• _About this task_: Every line from the one containing "hand in the photo above." through the last line below should be reproduced exactly; please include nothing else.

• _Items from a data source_:
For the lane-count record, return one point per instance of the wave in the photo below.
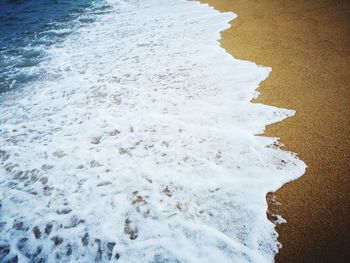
(138, 145)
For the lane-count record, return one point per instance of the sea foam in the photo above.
(138, 145)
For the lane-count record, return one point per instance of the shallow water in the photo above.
(135, 142)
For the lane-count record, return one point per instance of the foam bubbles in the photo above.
(139, 145)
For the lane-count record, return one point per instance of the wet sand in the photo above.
(307, 44)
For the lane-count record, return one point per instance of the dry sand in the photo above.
(307, 44)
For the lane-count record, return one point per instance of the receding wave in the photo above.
(138, 145)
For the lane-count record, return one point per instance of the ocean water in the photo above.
(127, 135)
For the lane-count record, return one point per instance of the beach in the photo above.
(307, 44)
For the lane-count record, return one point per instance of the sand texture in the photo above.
(307, 44)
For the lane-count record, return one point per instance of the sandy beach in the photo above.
(307, 44)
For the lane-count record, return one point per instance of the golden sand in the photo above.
(307, 44)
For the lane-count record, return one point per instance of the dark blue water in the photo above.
(28, 28)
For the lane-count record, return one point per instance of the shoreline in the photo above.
(308, 47)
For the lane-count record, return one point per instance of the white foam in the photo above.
(143, 146)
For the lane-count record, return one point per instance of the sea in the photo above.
(127, 134)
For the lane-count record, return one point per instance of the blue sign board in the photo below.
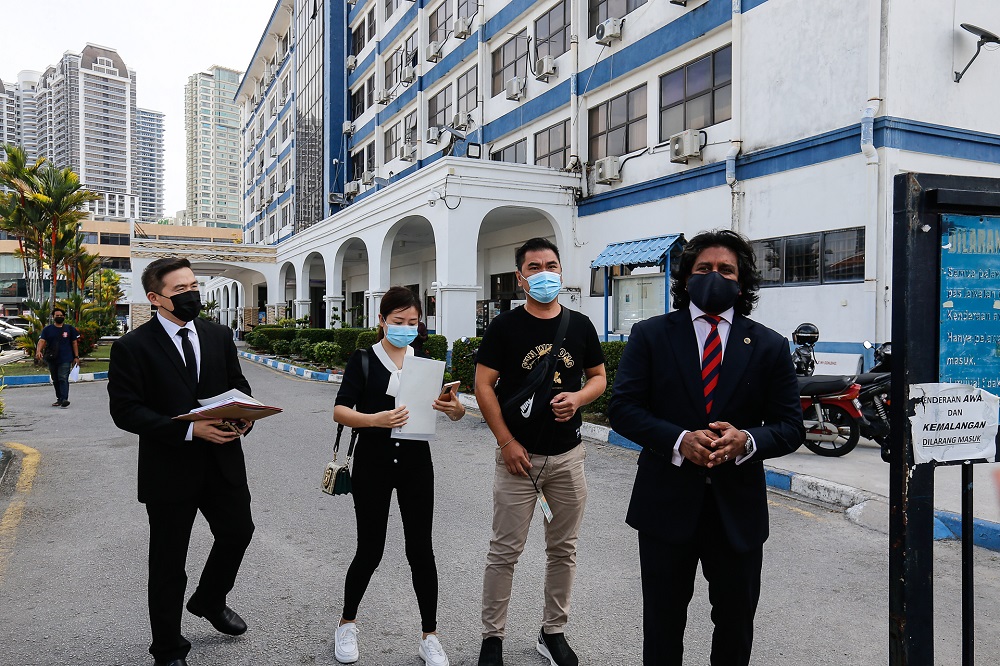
(970, 301)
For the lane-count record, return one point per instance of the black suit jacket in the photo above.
(658, 394)
(148, 385)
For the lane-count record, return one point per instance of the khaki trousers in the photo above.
(562, 480)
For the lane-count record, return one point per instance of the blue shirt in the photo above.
(63, 336)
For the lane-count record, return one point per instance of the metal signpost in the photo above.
(946, 378)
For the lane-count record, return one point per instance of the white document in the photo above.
(419, 385)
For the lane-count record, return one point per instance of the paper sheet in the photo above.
(419, 385)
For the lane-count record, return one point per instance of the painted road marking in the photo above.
(12, 517)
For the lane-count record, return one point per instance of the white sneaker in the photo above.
(346, 641)
(431, 651)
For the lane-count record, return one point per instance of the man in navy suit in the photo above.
(709, 395)
(159, 371)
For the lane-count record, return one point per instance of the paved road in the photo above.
(72, 571)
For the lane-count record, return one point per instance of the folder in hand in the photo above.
(232, 405)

• _Answer to the exercise_:
For the lane-count record, return one point per instance of the folder in hand in the photo above.
(232, 405)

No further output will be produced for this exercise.